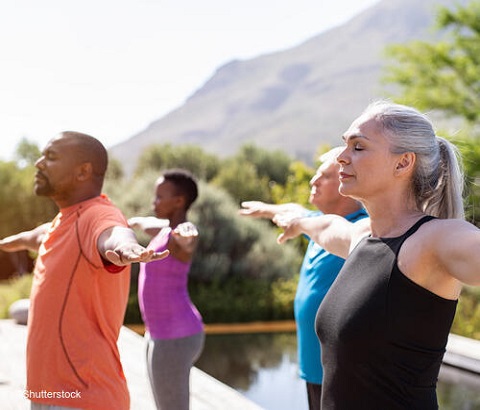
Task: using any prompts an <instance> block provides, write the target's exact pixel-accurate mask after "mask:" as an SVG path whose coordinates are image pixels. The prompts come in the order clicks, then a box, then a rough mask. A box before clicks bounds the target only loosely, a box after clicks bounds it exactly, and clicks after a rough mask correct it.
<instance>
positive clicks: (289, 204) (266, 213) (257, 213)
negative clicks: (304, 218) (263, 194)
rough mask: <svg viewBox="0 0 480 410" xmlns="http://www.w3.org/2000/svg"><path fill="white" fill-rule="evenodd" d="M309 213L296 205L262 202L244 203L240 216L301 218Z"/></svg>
mask: <svg viewBox="0 0 480 410" xmlns="http://www.w3.org/2000/svg"><path fill="white" fill-rule="evenodd" d="M307 212H308V210H307V209H305V208H304V207H303V206H301V205H299V204H296V203H288V204H267V203H265V202H261V201H245V202H242V209H240V215H245V216H251V217H255V218H267V219H273V218H274V217H275V215H278V214H289V215H290V216H291V217H293V215H295V216H296V217H301V216H303V215H305V214H306V213H307Z"/></svg>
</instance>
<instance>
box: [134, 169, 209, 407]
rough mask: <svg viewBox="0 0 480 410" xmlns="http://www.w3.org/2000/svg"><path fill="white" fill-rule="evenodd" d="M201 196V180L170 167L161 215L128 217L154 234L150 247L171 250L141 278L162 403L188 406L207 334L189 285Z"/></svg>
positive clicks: (197, 236)
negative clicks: (191, 210)
mask: <svg viewBox="0 0 480 410" xmlns="http://www.w3.org/2000/svg"><path fill="white" fill-rule="evenodd" d="M197 196H198V188H197V183H196V181H195V179H194V178H193V176H192V175H191V174H190V173H189V172H188V171H185V170H181V169H172V170H167V171H165V172H164V173H163V174H162V176H161V177H160V178H159V179H158V180H157V182H156V187H155V199H154V202H153V210H154V212H155V215H156V218H153V217H134V218H131V219H130V220H129V224H130V226H132V227H134V228H139V229H141V230H143V231H144V232H145V233H147V234H149V235H150V236H152V239H151V241H150V243H149V245H148V248H149V249H155V250H160V249H161V250H166V249H168V250H169V251H170V254H169V256H168V257H167V258H165V259H164V260H162V262H163V263H155V262H151V263H149V264H143V263H142V264H140V273H139V278H138V301H139V305H140V311H141V313H142V318H143V320H144V322H145V328H146V333H145V338H146V340H147V351H146V355H147V369H148V376H149V379H150V384H151V387H152V391H153V395H154V398H155V402H156V405H157V408H158V409H176V410H188V409H189V396H190V392H189V376H190V369H191V367H192V366H193V364H194V363H195V361H196V360H197V359H198V357H199V356H200V353H201V352H202V349H203V344H204V339H205V333H204V326H203V322H202V317H201V315H200V313H199V312H198V310H197V309H196V307H195V306H194V305H193V303H192V301H191V300H190V296H189V294H188V287H187V285H188V273H189V271H190V266H191V262H192V257H193V254H194V251H195V249H196V246H197V242H198V231H197V229H196V227H195V226H194V225H193V224H192V223H191V222H188V220H187V213H188V210H189V208H190V206H191V205H192V203H193V202H194V201H195V200H196V198H197Z"/></svg>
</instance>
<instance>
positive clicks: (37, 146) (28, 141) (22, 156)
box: [15, 138, 41, 165]
mask: <svg viewBox="0 0 480 410" xmlns="http://www.w3.org/2000/svg"><path fill="white" fill-rule="evenodd" d="M40 155H41V152H40V149H39V148H38V145H37V144H36V143H34V142H30V141H29V140H28V139H26V138H22V139H21V140H20V142H19V143H18V145H17V149H16V152H15V157H16V159H17V160H18V162H19V163H20V164H25V165H34V164H35V162H36V161H37V159H38V158H40Z"/></svg>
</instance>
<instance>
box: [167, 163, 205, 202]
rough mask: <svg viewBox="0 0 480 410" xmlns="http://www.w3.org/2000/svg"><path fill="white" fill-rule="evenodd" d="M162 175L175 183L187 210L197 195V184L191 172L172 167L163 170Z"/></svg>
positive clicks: (169, 181) (197, 185) (173, 182)
mask: <svg viewBox="0 0 480 410" xmlns="http://www.w3.org/2000/svg"><path fill="white" fill-rule="evenodd" d="M162 176H163V178H164V179H165V181H169V182H171V183H172V184H174V185H175V189H176V190H177V193H178V194H179V195H182V196H184V197H185V210H188V209H189V208H190V206H191V205H192V204H193V203H194V202H195V200H196V199H197V197H198V185H197V181H196V179H195V177H194V176H193V174H192V173H191V172H190V171H188V170H186V169H181V168H172V169H167V170H166V171H164V172H163V173H162Z"/></svg>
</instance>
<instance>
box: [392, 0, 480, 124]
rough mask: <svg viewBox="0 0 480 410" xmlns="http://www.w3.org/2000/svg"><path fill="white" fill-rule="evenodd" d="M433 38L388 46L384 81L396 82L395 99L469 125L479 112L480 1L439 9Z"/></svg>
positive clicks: (407, 103) (420, 108) (474, 118)
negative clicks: (453, 7)
mask: <svg viewBox="0 0 480 410" xmlns="http://www.w3.org/2000/svg"><path fill="white" fill-rule="evenodd" d="M436 22H437V25H436V28H437V29H438V30H439V31H442V36H441V38H443V39H441V40H439V41H437V42H423V41H414V42H411V43H409V44H406V45H394V46H390V47H388V48H387V50H386V52H387V56H388V57H389V58H390V59H391V63H390V64H388V65H387V74H386V76H385V78H384V80H385V81H386V82H387V83H394V84H396V85H398V86H399V87H400V92H401V95H400V96H399V97H398V98H396V100H397V101H399V102H401V103H405V104H413V105H415V106H416V107H417V108H419V109H422V110H431V109H435V110H441V111H442V112H443V113H445V114H447V115H449V116H452V117H458V118H462V119H465V120H466V121H467V122H468V123H469V124H470V125H472V124H476V123H478V119H479V116H480V70H479V67H480V1H478V0H476V1H472V2H470V3H468V4H467V5H465V6H463V7H462V6H457V8H456V9H455V10H449V9H447V8H441V9H439V12H438V14H437V18H436Z"/></svg>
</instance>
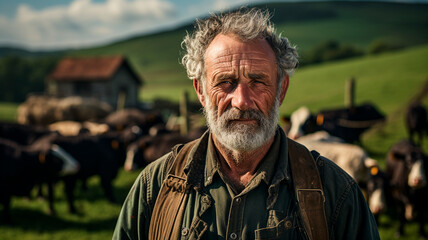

+--

● What you should do: Render every line of the rows above as a JSON array of strings, one string per line, with blank lines skipped. Leave the pictures out of your answer.

● Result:
[
  "Task: using any prompts an <instance> block provides, write the target's exact pixel-accurate mask after \"mask:\" as an SVG path whose coordinates are image pixels. The prompts come in the order clicks, then a box, then a rough mask. A box before clicks bounds the target only loosely, a box after clicks bounds it exactly, and clicks after a rough mask correct it.",
  "<instance>",
  "positive clicks: (289, 204) (266, 213) (257, 213)",
  "negative clicks: (304, 218) (263, 194)",
  "rough mask: <svg viewBox=\"0 0 480 410\" xmlns=\"http://www.w3.org/2000/svg\"><path fill=\"white\" fill-rule=\"evenodd\" d=\"M309 213L296 205L262 202L244 203L240 216L301 218Z\"/></svg>",
  "mask: <svg viewBox=\"0 0 480 410\" xmlns=\"http://www.w3.org/2000/svg\"><path fill=\"white\" fill-rule=\"evenodd\" d=\"M307 212H308V210H307V209H305V208H304V207H303V206H301V205H299V204H296V203H288V204H267V203H265V202H261V201H245V202H242V209H240V215H245V216H251V217H255V218H267V219H273V218H274V217H275V215H278V214H289V215H290V216H291V217H293V215H295V216H296V217H301V216H303V215H305V214H306V213H307Z\"/></svg>",
  "</instance>",
  "<instance>",
  "box: [134, 169, 209, 407]",
  "rough mask: <svg viewBox=\"0 0 480 410\" xmlns=\"http://www.w3.org/2000/svg\"><path fill=\"white\" fill-rule=\"evenodd\" d=\"M201 196V180L170 167L161 215L128 217L154 234L150 247L171 250L141 278L162 403L188 406L207 334L189 285Z\"/></svg>",
  "positive clicks: (197, 236)",
  "negative clicks: (191, 210)",
  "mask: <svg viewBox=\"0 0 480 410\" xmlns=\"http://www.w3.org/2000/svg\"><path fill=\"white\" fill-rule=\"evenodd\" d=\"M197 196H198V188H197V183H196V181H195V179H194V178H193V176H192V175H191V174H190V173H189V172H188V171H185V170H181V169H172V170H167V171H165V172H164V173H163V174H162V176H161V177H160V178H159V179H158V180H157V182H156V187H155V199H154V202H153V210H154V212H155V215H156V218H153V217H134V218H131V219H130V220H129V224H130V226H132V227H134V228H139V229H141V230H143V231H144V232H145V233H147V234H149V235H150V236H152V239H151V241H150V243H149V245H148V248H149V249H155V250H160V249H161V250H166V249H168V250H169V251H170V254H169V256H168V257H167V258H165V259H164V260H162V262H163V263H155V262H151V263H149V264H143V263H142V264H140V273H139V278H138V301H139V305H140V311H141V313H142V318H143V320H144V322H145V328H146V333H145V338H146V340H147V351H146V355H147V369H148V376H149V379H150V384H151V387H152V391H153V395H154V398H155V402H156V405H157V408H158V409H176V410H188V409H189V396H190V392H189V376H190V369H191V367H192V366H193V364H194V363H195V361H196V360H197V359H198V357H199V356H200V353H201V352H202V349H203V344H204V339H205V333H204V326H203V322H202V317H201V315H200V313H199V312H198V310H197V309H196V307H195V306H194V305H193V303H192V301H191V300H190V296H189V294H188V287H187V285H188V273H189V271H190V266H191V262H192V257H193V254H194V251H195V249H196V246H197V242H198V231H197V229H196V227H195V226H194V225H193V224H192V223H191V222H188V220H187V213H188V210H189V208H190V206H191V205H192V203H193V202H194V201H195V200H196V198H197Z\"/></svg>",
  "</instance>",
  "<instance>",
  "positive clicks: (37, 146) (28, 141) (22, 156)",
  "box: [15, 138, 41, 165]",
  "mask: <svg viewBox=\"0 0 480 410\" xmlns=\"http://www.w3.org/2000/svg\"><path fill=\"white\" fill-rule=\"evenodd\" d=\"M40 155H41V152H40V149H39V148H38V145H37V144H36V143H34V142H30V141H29V140H28V139H26V138H22V139H21V140H20V142H19V143H18V145H17V149H16V152H15V157H16V159H17V160H18V162H19V163H20V164H25V165H34V164H35V162H36V161H37V159H38V158H40Z\"/></svg>",
  "</instance>",
  "<instance>",
  "box: [167, 163, 205, 202]",
  "rough mask: <svg viewBox=\"0 0 480 410\" xmlns=\"http://www.w3.org/2000/svg\"><path fill=\"white\" fill-rule=\"evenodd\" d=\"M162 175L175 183L187 210L197 195V184L191 172L172 167L163 170Z\"/></svg>",
  "positive clicks: (169, 181) (197, 185) (173, 182)",
  "mask: <svg viewBox=\"0 0 480 410\" xmlns=\"http://www.w3.org/2000/svg\"><path fill=\"white\" fill-rule=\"evenodd\" d=\"M162 176H163V178H164V179H165V181H169V182H171V183H172V184H174V185H175V189H176V190H177V193H178V194H179V195H182V196H184V197H185V210H188V209H189V208H190V206H191V205H192V204H193V203H194V202H195V200H196V199H197V197H198V185H197V181H196V179H195V177H194V176H193V174H192V173H191V172H190V171H188V170H186V169H181V168H172V169H167V170H166V171H164V172H163V173H162Z\"/></svg>",
  "</instance>",
  "<instance>",
  "box: [392, 0, 480, 124]",
  "rough mask: <svg viewBox=\"0 0 480 410\" xmlns=\"http://www.w3.org/2000/svg\"><path fill=\"white\" fill-rule=\"evenodd\" d=\"M433 38L388 46L384 81L396 82L395 99L469 125L479 112L480 1L439 9Z\"/></svg>",
  "positive clicks: (407, 103) (420, 108) (474, 118)",
  "negative clicks: (453, 7)",
  "mask: <svg viewBox=\"0 0 480 410\" xmlns=\"http://www.w3.org/2000/svg\"><path fill=\"white\" fill-rule=\"evenodd\" d=\"M436 22H437V25H436V28H437V29H438V30H439V31H442V36H441V38H443V39H441V40H439V41H437V42H423V41H414V42H411V43H409V44H406V45H394V46H390V47H388V48H387V50H386V52H387V56H388V57H389V58H390V59H391V63H390V64H388V65H387V74H386V76H385V78H384V80H385V81H386V82H387V83H394V84H396V85H398V86H399V87H400V92H401V95H400V96H399V97H398V98H396V100H397V101H399V102H401V103H405V104H413V105H415V106H416V107H417V108H419V109H422V110H431V109H435V110H441V111H442V112H443V113H445V114H447V115H449V116H452V117H458V118H462V119H465V120H466V121H467V122H468V123H469V124H470V125H472V124H476V123H478V119H479V116H480V70H479V67H480V1H478V0H476V1H472V2H470V3H468V4H467V5H465V6H463V7H462V6H457V8H456V9H455V10H449V9H447V8H441V9H439V12H438V14H437V18H436Z\"/></svg>",
  "</instance>"
]